**VORLIEGENDER TEXT**
****************************************

Ein böses Vorurteil besagt, bei den Autonomen habe es sich um lederbejackte Theoriefeinde gehandelt, die aller „Hirnwixerei“ spinnefeind waren und lieber mächtig Bambule veranstalteten. Mag sein, wobei sich immer auch Autonome fanden, die es in den Disziplinen Glasbruch und Marx-Exegese gleichermaßen zu einer gewissen Virtuosität gebracht hatten. Sei es wie es ist – angesichts ihrer Nachfahren wünscht man sich selbst die lesefaulen Lederjacken zurück, die heute als Schreckgespenst dienen, um jeden linksakademischen Pfusch als Fortschritt aus dem finsteren Tal der Theorielosigkeit zu verkaufen.   

Ein Musterbeispiel für solchen Pfusch stellt das Einführungsbuch „Post-(Operaismus)“ dar, verfasst von zwei Redakteuren der Wiener Zeitschrift „Grundrisse“. Es fängt passabel an: Über den Operaismus haben die Autoren wenn auch nichts Neues, so doch wenig Falsches zu berichten. Und sicherlich stimmt, dass die großen Fabriken schon bald nach dem italienischen heißen Herbst 1969 nicht mehr das unstrittige Zentrum des Geschehens waren, was nicht nur die neue Frauenbewegung deutlich machte, der in diesem Buch gebührende Aufmerksamkeit gewidmet wird.

****************************************

**AUFGABE 1**
Schreiben Sie die Zeilen aller folgenden Datensätze als nummerierte Liste um und lassen Sie dabei Leerzeilen weg.

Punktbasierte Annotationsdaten
****************************************

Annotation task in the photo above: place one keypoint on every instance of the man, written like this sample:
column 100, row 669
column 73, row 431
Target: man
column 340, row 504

****************************************

**AUFGABE 2**
Kopieren Sie aus dem Text über die Autonomen wortgetreu den Abschnitt zwischen „Ein Musterbeispiel für“ und „Aufmerksamkeit gewidmet wird.“, beide eingeschlossen.

**ERWARTETE AUSGABE 1**
1. Annotation task in the photo above: place one keypoint on every instance of the man, written like this sample:
2. column 100, row 669
3. column 73, row 431
4. Target: man
5. column 340, row 504

**ERWARTETE AUSGABE 2**
Ein Musterbeispiel für solchen Pfusch stellt das Einführungsbuch „Post-(Operaismus)“ dar, verfasst von zwei Redakteuren der Wiener Zeitschrift „Grundrisse“. Es fängt passabel an: Über den Operaismus haben die Autoren wenn auch nichts Neues, so doch wenig Falsches zu berichten. Und sicherlich stimmt, dass die großen Fabriken schon bald nach dem italienischen heißen Herbst 1969 nicht mehr das unstrittige Zentrum des Geschehens waren, was nicht nur die neue Frauenbewegung deutlich machte, der in diesem Buch gebührende Aufmerksamkeit gewidmet wird.